§ **Task description**: Extract every entry word for word.

++++ Records provided

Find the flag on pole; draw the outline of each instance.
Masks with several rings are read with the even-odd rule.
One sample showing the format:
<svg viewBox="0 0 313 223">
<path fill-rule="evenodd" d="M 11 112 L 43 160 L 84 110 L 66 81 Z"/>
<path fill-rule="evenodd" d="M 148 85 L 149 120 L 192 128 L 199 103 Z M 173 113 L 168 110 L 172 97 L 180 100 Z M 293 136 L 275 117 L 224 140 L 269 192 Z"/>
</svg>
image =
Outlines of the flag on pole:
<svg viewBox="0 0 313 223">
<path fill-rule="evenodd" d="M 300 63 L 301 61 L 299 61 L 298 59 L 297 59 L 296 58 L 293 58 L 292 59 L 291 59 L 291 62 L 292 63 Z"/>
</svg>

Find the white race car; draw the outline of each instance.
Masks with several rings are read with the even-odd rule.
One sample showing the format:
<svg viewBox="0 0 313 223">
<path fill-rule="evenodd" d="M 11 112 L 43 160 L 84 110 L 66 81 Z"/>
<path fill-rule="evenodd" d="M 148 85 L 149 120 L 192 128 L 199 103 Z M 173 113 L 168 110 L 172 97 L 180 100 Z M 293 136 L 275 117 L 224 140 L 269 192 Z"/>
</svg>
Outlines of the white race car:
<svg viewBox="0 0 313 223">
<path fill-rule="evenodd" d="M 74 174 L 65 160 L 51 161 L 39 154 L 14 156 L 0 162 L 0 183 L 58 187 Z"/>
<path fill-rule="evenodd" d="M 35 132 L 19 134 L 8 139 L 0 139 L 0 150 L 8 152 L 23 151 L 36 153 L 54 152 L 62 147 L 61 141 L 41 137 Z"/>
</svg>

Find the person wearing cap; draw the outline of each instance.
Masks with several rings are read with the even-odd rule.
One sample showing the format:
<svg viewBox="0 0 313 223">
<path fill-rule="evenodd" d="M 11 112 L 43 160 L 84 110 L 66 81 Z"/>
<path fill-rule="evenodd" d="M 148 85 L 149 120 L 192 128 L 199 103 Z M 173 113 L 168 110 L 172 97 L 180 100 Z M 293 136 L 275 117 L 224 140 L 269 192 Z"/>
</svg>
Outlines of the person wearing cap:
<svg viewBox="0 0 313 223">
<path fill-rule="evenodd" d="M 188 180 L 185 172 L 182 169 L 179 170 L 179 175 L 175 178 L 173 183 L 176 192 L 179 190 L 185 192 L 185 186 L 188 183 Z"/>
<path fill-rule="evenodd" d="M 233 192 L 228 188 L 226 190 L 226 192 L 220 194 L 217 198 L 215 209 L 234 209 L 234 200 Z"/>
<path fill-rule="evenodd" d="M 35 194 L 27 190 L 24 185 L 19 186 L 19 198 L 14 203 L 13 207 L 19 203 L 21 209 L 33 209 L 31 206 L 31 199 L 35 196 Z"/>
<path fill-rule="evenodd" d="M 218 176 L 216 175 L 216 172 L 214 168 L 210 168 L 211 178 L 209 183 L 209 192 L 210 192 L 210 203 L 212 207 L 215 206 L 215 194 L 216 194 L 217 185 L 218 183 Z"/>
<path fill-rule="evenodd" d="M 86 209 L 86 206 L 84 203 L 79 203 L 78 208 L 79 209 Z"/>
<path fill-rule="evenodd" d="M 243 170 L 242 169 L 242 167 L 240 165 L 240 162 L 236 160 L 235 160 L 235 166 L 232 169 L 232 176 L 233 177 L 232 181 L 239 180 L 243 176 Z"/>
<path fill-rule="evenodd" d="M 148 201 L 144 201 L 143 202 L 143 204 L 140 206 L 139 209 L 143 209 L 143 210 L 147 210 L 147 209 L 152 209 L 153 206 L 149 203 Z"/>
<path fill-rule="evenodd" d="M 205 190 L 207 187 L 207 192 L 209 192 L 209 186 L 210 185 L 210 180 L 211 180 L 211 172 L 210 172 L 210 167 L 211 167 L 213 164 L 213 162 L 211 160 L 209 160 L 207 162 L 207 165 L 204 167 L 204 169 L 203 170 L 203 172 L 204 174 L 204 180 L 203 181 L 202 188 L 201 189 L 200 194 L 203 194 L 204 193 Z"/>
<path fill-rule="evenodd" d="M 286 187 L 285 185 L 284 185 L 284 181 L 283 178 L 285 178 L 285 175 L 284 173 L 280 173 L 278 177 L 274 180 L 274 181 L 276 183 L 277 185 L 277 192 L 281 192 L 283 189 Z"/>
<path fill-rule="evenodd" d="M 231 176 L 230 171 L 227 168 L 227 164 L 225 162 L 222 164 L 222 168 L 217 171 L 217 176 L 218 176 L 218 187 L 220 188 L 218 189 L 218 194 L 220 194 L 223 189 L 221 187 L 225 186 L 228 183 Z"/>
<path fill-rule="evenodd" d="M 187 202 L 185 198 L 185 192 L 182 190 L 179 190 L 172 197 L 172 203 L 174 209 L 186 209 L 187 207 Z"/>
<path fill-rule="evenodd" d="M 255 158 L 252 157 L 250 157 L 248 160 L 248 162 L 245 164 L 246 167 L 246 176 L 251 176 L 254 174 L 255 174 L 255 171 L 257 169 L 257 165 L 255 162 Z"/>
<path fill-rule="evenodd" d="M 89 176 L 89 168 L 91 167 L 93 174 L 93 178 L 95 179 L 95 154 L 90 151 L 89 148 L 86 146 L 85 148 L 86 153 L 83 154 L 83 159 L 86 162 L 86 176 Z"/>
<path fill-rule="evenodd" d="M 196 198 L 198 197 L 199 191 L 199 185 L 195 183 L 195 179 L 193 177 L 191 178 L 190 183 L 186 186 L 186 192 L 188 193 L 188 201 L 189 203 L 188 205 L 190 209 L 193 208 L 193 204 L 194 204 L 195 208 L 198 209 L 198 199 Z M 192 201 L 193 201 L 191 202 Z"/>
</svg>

++++++++

§ **Reply**:
Find the flag on pole; draw the outline of each instance.
Masks with several rings are read with the even-odd rule.
One sample showing the format:
<svg viewBox="0 0 313 223">
<path fill-rule="evenodd" d="M 11 112 L 43 160 L 84 110 L 66 81 Z"/>
<path fill-rule="evenodd" d="M 148 85 L 149 120 L 192 128 L 199 103 Z M 173 113 L 168 110 L 172 97 L 180 100 Z M 293 136 L 275 117 L 224 140 L 269 192 Z"/>
</svg>
image =
Outlines of the flag on pole:
<svg viewBox="0 0 313 223">
<path fill-rule="evenodd" d="M 300 63 L 301 61 L 299 61 L 298 59 L 297 59 L 296 58 L 293 58 L 292 59 L 291 59 L 291 62 L 292 63 Z"/>
</svg>

Find the white race car; draw the outline of each instance.
Masks with several rings are read with the even-odd rule.
One sample showing the format:
<svg viewBox="0 0 313 223">
<path fill-rule="evenodd" d="M 11 112 L 43 160 L 84 110 L 66 81 Z"/>
<path fill-rule="evenodd" d="M 148 85 L 149 120 L 192 128 L 199 103 Z M 173 113 L 168 110 L 172 97 L 180 100 Z M 293 136 L 275 117 L 224 140 L 269 192 Z"/>
</svg>
Outlines of the white race car:
<svg viewBox="0 0 313 223">
<path fill-rule="evenodd" d="M 74 174 L 65 160 L 51 161 L 39 154 L 14 156 L 0 162 L 0 183 L 58 187 Z"/>
<path fill-rule="evenodd" d="M 35 132 L 19 134 L 8 139 L 0 139 L 0 150 L 8 152 L 23 151 L 36 153 L 54 152 L 62 147 L 61 141 L 41 137 Z"/>
</svg>

Find the person wearing cap; draw the outline of each instance.
Masks with several rings are read with the even-odd rule.
One sample showing the format:
<svg viewBox="0 0 313 223">
<path fill-rule="evenodd" d="M 11 112 L 43 160 L 84 110 L 66 81 Z"/>
<path fill-rule="evenodd" d="M 148 85 L 149 120 L 192 128 L 199 103 Z M 173 113 L 168 110 L 172 97 L 180 100 Z M 293 136 L 275 117 L 224 140 L 269 192 Z"/>
</svg>
Outlines of the person wearing cap:
<svg viewBox="0 0 313 223">
<path fill-rule="evenodd" d="M 188 180 L 185 172 L 182 169 L 179 170 L 179 175 L 175 178 L 173 183 L 176 192 L 179 190 L 185 192 L 185 186 L 188 183 Z"/>
<path fill-rule="evenodd" d="M 233 192 L 228 188 L 226 190 L 226 192 L 220 194 L 217 198 L 215 209 L 234 209 L 234 200 Z"/>
<path fill-rule="evenodd" d="M 35 194 L 27 190 L 24 185 L 19 186 L 19 198 L 14 203 L 13 207 L 19 203 L 21 209 L 33 209 L 31 206 L 31 199 L 35 196 Z"/>
<path fill-rule="evenodd" d="M 218 176 L 216 175 L 216 172 L 214 168 L 210 168 L 211 178 L 209 183 L 209 192 L 210 192 L 210 203 L 212 207 L 215 206 L 215 194 L 216 194 L 217 185 L 218 183 Z"/>
<path fill-rule="evenodd" d="M 86 209 L 86 206 L 84 203 L 79 203 L 78 208 L 79 209 Z"/>
<path fill-rule="evenodd" d="M 243 170 L 242 169 L 242 167 L 240 165 L 240 162 L 236 160 L 235 160 L 235 166 L 232 169 L 232 176 L 233 177 L 232 181 L 239 180 L 243 176 Z"/>
<path fill-rule="evenodd" d="M 148 201 L 144 201 L 143 202 L 143 204 L 140 206 L 139 209 L 143 209 L 143 210 L 147 210 L 147 209 L 152 209 L 153 206 L 149 203 Z"/>
<path fill-rule="evenodd" d="M 205 190 L 207 187 L 207 192 L 209 192 L 209 186 L 210 185 L 210 180 L 211 180 L 211 172 L 210 172 L 210 167 L 211 167 L 213 164 L 213 162 L 211 160 L 209 160 L 207 162 L 207 165 L 204 167 L 204 169 L 203 170 L 203 172 L 204 174 L 204 180 L 203 181 L 202 188 L 201 189 L 200 194 L 203 194 L 204 193 Z"/>
<path fill-rule="evenodd" d="M 286 187 L 285 185 L 284 185 L 284 181 L 283 178 L 285 178 L 285 175 L 284 173 L 280 173 L 278 177 L 274 180 L 274 181 L 276 183 L 277 185 L 277 192 L 281 192 L 283 189 Z"/>
<path fill-rule="evenodd" d="M 231 176 L 230 171 L 227 168 L 227 164 L 225 162 L 222 164 L 222 168 L 217 171 L 217 176 L 218 176 L 218 187 L 220 188 L 218 189 L 218 194 L 220 194 L 223 189 L 221 187 L 225 186 L 228 183 Z"/>
<path fill-rule="evenodd" d="M 187 202 L 185 198 L 185 192 L 182 190 L 179 190 L 172 197 L 172 203 L 174 209 L 186 209 L 187 207 Z"/>
<path fill-rule="evenodd" d="M 255 158 L 252 157 L 250 157 L 248 160 L 248 162 L 245 164 L 246 167 L 246 176 L 251 176 L 254 174 L 255 174 L 255 171 L 257 169 L 257 165 L 255 162 Z"/>
<path fill-rule="evenodd" d="M 89 176 L 89 168 L 91 167 L 93 174 L 93 178 L 95 179 L 95 154 L 90 151 L 89 148 L 86 146 L 85 148 L 86 153 L 83 154 L 83 159 L 86 162 L 86 176 Z"/>
<path fill-rule="evenodd" d="M 196 198 L 198 197 L 199 191 L 199 185 L 195 183 L 195 179 L 193 177 L 191 178 L 190 183 L 186 186 L 186 192 L 188 193 L 188 201 L 189 203 L 188 205 L 190 209 L 193 208 L 193 204 L 194 204 L 195 208 L 198 209 L 198 199 Z M 192 201 L 193 201 L 191 202 Z"/>
</svg>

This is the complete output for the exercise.